What is expected - Each record, in full, must be restated word for word.

[Records drawn from a dataset]
****************************************
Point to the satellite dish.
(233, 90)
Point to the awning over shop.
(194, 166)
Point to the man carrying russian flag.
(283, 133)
****************************************
Response to this task -
Point to the satellite dish.
(233, 90)
Point to the awning over shop.
(194, 166)
Point to the man carrying russian flag.
(283, 133)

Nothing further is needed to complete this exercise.